Les négociations de Vienne entre l’Iran et les 5+1 sont toujours à l’agenda, même si les éléments d’un accord n’apparaissent toujours pas.
En réalité, les positions des deux parties semblent éloignées, car Téhéran s’en tient à un retour à la situation de 2015, avec la levée de toutes les sanctions américaines imposées depuis, en échange de l’annulation des différentes violations iraniennes de l’accord effectuées en représailles.
Or, ce retour en arrière n’est pas évident à mettre en oeuvre (que faire de l’uranium enrichi à des taux non-autorisés ? Peut-on « oublier » les connaissances acquises, etc.) et certaines sanctions américaines ne sont pas liées au nucléaire, mais à des violations des droits de l’Homme ou à des « actions terroristes » de la part de l’Iran.

══════════════════════════════

◆ **CONSIGNE**
D'après le texte sur les négociations de Vienne, à quoi sont liées les sanctions américaines qui ne concernent pas le nucléaire ?

Entrées de la collection:

══════════════════════════════

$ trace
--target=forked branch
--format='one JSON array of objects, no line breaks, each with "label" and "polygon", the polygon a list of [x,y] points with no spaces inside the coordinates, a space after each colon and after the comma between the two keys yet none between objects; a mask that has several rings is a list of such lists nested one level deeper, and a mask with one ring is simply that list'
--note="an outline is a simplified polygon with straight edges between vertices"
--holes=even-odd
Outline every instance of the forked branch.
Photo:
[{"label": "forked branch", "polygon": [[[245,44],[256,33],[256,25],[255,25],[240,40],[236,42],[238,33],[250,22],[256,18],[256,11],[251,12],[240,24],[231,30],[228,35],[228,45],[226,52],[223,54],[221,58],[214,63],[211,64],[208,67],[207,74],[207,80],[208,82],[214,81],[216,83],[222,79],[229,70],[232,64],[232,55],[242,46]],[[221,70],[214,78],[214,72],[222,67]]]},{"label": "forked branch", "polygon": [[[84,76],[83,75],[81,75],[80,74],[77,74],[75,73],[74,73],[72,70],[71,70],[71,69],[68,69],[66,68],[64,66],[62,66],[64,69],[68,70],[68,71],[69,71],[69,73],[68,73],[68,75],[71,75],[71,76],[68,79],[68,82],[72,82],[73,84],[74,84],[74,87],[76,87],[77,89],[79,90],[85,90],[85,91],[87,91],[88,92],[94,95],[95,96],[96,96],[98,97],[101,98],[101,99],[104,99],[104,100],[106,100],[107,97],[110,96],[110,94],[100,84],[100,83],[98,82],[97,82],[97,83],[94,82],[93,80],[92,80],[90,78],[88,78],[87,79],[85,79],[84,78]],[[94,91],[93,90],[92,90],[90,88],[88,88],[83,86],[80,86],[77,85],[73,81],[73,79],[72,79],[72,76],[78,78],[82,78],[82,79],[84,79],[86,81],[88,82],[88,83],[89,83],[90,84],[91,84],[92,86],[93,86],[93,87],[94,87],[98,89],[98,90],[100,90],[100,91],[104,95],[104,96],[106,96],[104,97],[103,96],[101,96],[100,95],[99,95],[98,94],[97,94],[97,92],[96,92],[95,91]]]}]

══════════════════════════════

◆ **ZONE DE RÉPONSE**
Elles sont liées à des violations des droits de l'Homme ou à des « actions terroristes » de la part de l'Iran.